以下のエントリのうち、「Could you kindly segment every instance of the white cloud?」を含む行から「61], [31, 60]]」を含む行までを、両端の行も含めて一字一句そのまま書き写してください。

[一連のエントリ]
====

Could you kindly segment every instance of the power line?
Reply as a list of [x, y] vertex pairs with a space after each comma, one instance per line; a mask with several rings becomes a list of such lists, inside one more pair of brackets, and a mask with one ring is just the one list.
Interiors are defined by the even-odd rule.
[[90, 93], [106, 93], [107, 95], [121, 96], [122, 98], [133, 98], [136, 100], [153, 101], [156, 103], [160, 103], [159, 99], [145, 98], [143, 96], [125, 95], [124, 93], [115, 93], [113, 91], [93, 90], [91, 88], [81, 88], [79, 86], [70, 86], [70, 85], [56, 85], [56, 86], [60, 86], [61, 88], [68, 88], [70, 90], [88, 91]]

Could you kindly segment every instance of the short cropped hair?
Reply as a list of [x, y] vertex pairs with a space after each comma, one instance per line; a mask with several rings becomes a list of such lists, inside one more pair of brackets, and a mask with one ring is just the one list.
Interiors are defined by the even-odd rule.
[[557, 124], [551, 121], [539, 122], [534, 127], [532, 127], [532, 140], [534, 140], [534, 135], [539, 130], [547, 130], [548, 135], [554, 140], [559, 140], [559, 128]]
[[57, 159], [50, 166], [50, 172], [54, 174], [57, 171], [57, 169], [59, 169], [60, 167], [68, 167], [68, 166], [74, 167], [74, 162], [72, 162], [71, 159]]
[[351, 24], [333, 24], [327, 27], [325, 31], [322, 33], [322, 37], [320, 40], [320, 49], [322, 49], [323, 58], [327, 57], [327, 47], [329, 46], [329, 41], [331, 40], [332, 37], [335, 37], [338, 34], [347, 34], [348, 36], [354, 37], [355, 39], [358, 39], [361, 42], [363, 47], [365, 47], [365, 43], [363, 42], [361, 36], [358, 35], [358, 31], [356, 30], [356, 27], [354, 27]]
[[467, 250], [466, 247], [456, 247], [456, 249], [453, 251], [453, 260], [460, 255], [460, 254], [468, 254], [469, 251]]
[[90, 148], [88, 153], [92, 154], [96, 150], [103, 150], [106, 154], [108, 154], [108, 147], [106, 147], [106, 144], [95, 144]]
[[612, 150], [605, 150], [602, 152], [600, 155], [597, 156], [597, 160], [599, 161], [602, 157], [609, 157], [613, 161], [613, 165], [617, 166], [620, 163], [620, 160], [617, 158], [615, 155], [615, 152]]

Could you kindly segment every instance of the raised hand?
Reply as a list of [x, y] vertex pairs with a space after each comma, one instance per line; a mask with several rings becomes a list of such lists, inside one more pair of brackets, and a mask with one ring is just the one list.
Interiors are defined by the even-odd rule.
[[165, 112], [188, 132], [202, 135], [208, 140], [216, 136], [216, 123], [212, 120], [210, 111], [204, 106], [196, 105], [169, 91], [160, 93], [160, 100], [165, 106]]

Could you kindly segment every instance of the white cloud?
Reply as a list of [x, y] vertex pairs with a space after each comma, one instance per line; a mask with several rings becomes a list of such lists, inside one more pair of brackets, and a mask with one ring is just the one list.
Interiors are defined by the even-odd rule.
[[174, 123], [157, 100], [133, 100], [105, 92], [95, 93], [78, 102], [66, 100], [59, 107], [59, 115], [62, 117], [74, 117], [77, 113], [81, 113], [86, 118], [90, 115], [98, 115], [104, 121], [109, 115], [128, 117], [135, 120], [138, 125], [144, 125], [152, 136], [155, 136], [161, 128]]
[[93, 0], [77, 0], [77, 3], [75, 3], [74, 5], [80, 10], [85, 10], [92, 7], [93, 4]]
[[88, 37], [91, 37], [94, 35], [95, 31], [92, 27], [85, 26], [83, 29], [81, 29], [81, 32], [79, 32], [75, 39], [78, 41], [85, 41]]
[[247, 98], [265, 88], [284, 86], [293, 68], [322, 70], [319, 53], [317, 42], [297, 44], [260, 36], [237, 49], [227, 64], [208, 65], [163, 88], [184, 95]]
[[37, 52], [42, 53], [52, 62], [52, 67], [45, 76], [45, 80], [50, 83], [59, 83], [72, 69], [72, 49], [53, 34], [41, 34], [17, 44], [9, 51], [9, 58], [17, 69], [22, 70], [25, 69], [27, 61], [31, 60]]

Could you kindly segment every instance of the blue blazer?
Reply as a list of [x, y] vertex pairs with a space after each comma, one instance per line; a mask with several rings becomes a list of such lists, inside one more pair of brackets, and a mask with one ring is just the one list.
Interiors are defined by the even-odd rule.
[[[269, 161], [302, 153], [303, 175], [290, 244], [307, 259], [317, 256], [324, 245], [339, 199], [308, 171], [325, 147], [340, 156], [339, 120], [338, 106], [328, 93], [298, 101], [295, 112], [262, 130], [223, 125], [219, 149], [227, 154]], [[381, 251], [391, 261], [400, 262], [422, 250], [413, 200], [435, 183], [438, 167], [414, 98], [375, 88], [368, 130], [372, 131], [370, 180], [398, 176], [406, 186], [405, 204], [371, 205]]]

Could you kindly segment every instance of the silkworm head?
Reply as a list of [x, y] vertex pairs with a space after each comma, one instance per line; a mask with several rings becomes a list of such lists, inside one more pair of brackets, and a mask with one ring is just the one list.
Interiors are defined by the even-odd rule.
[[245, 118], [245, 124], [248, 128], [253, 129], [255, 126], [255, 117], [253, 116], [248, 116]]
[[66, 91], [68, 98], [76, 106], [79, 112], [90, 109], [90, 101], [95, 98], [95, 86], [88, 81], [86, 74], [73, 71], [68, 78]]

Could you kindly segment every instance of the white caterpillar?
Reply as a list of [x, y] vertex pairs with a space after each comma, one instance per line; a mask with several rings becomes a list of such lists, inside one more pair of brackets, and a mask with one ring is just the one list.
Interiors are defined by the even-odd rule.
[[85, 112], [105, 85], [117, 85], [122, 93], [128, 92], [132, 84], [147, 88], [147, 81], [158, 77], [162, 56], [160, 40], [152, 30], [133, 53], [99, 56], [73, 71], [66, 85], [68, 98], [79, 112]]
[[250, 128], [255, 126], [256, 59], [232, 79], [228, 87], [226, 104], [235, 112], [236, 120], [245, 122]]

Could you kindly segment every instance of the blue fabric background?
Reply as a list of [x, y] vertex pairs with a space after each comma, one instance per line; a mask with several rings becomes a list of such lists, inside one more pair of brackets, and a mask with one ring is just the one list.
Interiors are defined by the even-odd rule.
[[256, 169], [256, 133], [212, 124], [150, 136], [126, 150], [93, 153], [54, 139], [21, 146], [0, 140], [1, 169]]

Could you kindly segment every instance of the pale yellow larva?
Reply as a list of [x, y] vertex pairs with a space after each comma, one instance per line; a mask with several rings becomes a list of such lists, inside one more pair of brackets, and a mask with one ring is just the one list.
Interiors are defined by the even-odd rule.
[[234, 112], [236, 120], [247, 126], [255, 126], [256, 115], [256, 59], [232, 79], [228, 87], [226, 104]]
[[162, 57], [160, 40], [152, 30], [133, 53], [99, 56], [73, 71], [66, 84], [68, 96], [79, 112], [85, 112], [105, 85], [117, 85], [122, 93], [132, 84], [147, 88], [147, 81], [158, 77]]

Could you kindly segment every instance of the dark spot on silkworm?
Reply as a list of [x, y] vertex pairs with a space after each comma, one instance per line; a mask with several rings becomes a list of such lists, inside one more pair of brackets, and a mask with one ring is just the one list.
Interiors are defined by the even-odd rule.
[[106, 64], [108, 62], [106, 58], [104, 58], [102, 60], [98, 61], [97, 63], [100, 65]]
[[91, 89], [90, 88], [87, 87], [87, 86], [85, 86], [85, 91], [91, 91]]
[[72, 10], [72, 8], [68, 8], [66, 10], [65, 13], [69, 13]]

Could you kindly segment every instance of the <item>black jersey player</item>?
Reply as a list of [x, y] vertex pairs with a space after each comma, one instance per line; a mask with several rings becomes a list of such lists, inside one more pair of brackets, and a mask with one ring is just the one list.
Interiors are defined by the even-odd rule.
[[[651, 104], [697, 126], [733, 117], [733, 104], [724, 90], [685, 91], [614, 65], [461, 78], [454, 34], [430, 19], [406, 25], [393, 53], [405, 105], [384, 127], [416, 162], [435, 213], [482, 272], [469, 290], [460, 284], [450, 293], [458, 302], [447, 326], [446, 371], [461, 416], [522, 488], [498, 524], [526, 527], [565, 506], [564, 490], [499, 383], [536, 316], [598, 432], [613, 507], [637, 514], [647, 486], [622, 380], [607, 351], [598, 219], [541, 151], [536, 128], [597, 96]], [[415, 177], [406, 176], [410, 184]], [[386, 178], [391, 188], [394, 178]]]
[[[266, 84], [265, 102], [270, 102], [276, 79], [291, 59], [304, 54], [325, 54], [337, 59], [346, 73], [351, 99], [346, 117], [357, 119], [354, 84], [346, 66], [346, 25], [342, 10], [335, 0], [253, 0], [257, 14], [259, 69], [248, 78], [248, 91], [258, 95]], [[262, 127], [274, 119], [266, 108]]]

====

- _最終結果_:
Could you kindly segment every instance of the white cloud?
Reply as a list of [x, y] vertex pairs with a space after each comma, one instance per line; a mask with several rings becomes a list of such lists, inside one more pair of brackets, and a mask with one ring is just the one list.
Interiors are defined by the even-odd rule.
[[174, 123], [157, 100], [133, 100], [105, 92], [95, 93], [78, 102], [66, 100], [59, 107], [59, 115], [62, 117], [74, 117], [77, 113], [81, 113], [86, 118], [90, 115], [98, 115], [104, 121], [109, 115], [128, 117], [135, 120], [138, 125], [144, 125], [152, 136], [155, 136], [161, 128]]
[[93, 0], [77, 0], [77, 3], [75, 3], [74, 5], [80, 10], [85, 10], [92, 7], [93, 4]]
[[88, 37], [91, 37], [94, 35], [95, 31], [92, 27], [85, 26], [83, 29], [81, 29], [81, 32], [79, 32], [75, 39], [78, 41], [85, 41]]
[[247, 98], [265, 88], [284, 86], [293, 68], [322, 70], [319, 53], [317, 42], [297, 44], [260, 36], [237, 49], [227, 64], [208, 65], [163, 88], [184, 95]]
[[37, 52], [42, 53], [52, 62], [52, 67], [45, 76], [45, 80], [50, 83], [59, 83], [72, 69], [72, 49], [53, 34], [41, 34], [17, 44], [9, 51], [9, 58], [17, 69], [22, 70], [25, 69], [27, 61], [31, 60]]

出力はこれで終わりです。